** start READING TEXT **

Claremore Daily Progress

August 20, 2013

Congressional Update: Mullin believes delaying Obamacare best approach

Rep. Mullin believes delaying Obamacare best approach

Tom Fink
Staff Writer

CLAREMORE —

U. S. Rep. Markwayne Mullin told Claremore business leaders Monday that delaying the implementation of the Affordable Care Act — aka Obamacare — is the best strategy for Congress.
Following his opening remarks which included a joke about his being late because he had to wait on a train, Mullin directly addressed his thoughts on “Obamacare.”
“National healthcare — there’s been a lot of talk about defunding government to fund ‘Obamacare’, especially as it pertains to shutting down the government,” he said. “There’s been some talk about delaying implementations. Why delay it instead of just do away with it altogether? Why even waste our time doing that?  Well, the reason we’re trying to delay it instead of do away with it is that we’ve tried to do away with it 40 times and it doesn’t do us any good. Not to mention, if the Senate was to pick it up to do away with it — Obamacare, the chances of this President vetoing that bill are slim to none.

** end READING TEXT **

[COMPLETE THE FOLLOWING]
a. From the news article on Mullin, reproduce the passage from "August 20, 2013" to "strategy for Congress.".
b. In the news article on Mullin, how many times does he say Congress has tried to do away with the Affordable Care Act?
Rely only on the news article when working.

** start DATA LISTING **

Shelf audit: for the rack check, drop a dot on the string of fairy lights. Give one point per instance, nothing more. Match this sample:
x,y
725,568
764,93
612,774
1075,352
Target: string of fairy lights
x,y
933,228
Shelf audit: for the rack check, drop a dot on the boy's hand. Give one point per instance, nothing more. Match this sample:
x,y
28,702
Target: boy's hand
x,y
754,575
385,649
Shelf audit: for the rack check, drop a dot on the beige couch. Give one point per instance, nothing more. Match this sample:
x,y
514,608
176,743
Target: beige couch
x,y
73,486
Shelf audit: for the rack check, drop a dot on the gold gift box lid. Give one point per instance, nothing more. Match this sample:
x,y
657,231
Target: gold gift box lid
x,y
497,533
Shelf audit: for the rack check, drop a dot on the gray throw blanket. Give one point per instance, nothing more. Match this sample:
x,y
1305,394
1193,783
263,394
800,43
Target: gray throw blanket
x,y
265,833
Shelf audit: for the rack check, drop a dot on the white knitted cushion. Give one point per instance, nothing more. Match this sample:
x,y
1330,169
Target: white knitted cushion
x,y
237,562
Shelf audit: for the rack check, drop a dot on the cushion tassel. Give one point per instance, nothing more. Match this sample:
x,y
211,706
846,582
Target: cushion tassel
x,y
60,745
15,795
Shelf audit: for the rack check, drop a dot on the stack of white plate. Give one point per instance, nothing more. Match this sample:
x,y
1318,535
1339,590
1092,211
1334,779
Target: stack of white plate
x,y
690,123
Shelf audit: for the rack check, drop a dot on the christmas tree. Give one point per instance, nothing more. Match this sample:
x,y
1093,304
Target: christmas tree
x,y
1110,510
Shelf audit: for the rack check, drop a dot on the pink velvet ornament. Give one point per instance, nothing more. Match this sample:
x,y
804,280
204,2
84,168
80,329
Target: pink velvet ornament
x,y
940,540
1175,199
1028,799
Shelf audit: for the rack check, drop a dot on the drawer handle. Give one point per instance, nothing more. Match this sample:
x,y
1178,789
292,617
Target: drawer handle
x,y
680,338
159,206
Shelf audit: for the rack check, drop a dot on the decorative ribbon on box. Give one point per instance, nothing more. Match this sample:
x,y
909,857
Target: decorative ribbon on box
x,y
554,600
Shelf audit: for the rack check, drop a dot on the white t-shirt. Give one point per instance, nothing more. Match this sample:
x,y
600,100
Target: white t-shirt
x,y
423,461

** end DATA LISTING **

[SOLUTIONS TO THE PROBLEMS]
a.
August 20, 2013

Congressional Update: Mullin believes delaying Obamacare best approach

Rep. Mullin believes delaying Obamacare best approach

Tom Fink
Staff Writer

CLAREMORE —

U. S. Rep. Markwayne Mullin told Claremore business leaders Monday that delaying the implementation of the Affordable Care Act — aka Obamacare — is the best strategy for Congress.

b. 40 times